### Material to process
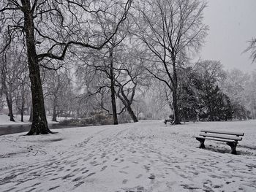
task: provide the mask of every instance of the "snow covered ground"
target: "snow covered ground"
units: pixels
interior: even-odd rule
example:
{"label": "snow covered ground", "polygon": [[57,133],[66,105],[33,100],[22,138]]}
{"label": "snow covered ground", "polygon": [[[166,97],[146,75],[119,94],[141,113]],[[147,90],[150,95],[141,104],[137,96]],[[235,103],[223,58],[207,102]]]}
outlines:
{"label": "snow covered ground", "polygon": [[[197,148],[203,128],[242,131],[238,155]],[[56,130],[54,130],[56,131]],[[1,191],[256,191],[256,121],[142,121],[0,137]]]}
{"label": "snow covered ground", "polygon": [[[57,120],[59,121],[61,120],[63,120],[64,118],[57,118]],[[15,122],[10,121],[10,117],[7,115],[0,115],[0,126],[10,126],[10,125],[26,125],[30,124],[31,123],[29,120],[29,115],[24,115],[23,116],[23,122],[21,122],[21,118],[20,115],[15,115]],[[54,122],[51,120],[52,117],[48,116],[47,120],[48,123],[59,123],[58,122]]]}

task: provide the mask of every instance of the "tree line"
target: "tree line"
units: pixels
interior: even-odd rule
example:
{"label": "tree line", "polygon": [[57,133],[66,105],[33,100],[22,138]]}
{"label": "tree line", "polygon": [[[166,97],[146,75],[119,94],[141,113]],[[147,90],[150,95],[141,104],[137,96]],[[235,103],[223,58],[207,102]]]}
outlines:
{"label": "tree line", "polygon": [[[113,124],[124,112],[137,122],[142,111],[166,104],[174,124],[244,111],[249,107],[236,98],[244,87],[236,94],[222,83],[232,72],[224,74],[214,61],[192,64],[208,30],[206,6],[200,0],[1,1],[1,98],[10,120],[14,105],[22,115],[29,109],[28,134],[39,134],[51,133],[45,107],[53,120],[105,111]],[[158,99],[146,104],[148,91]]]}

### What this task involves
All of the data above should be quoted exactly, except for the pictures.

### Task output
task: provide the mask of every instance of the "snow covered ground"
target: "snow covered ground"
units: pixels
interior: even-odd rule
example:
{"label": "snow covered ground", "polygon": [[57,133],[66,105],[33,100],[22,138]]}
{"label": "snow covered ground", "polygon": [[[166,97],[146,75],[119,94],[141,113]],[[147,90],[150,95],[141,104],[137,96]],[[235,103],[223,58],[207,102]]]}
outlines:
{"label": "snow covered ground", "polygon": [[[197,148],[203,128],[242,131],[238,155]],[[56,130],[54,130],[56,131]],[[1,191],[256,191],[256,121],[142,121],[0,137]]]}
{"label": "snow covered ground", "polygon": [[[57,120],[59,121],[61,120],[63,120],[64,118],[57,118]],[[15,122],[10,121],[10,117],[7,115],[0,115],[0,126],[10,126],[10,125],[26,125],[30,124],[31,123],[29,120],[29,115],[24,115],[23,116],[23,122],[21,122],[21,118],[20,115],[15,115]],[[54,122],[51,120],[52,117],[48,116],[47,120],[48,123],[59,123],[58,122]]]}

task: provide the mask of every instance of the "tree line"
target: "tree line"
units: pixels
interior: even-odd rule
example:
{"label": "tree line", "polygon": [[57,133],[66,105],[33,100],[22,138]]}
{"label": "tree line", "polygon": [[[166,97],[146,75],[119,94],[141,113]],[[147,90],[150,95],[141,104],[137,96]],[[235,103],[223,58],[207,102]]]}
outlines:
{"label": "tree line", "polygon": [[[113,124],[124,112],[137,122],[142,111],[166,104],[174,124],[244,111],[249,107],[236,98],[244,87],[236,94],[222,83],[232,72],[224,74],[214,61],[192,64],[208,30],[206,6],[200,0],[1,1],[1,98],[10,120],[14,105],[22,115],[29,109],[28,134],[39,134],[51,133],[45,107],[53,120],[105,111]],[[158,99],[146,104],[148,91]]]}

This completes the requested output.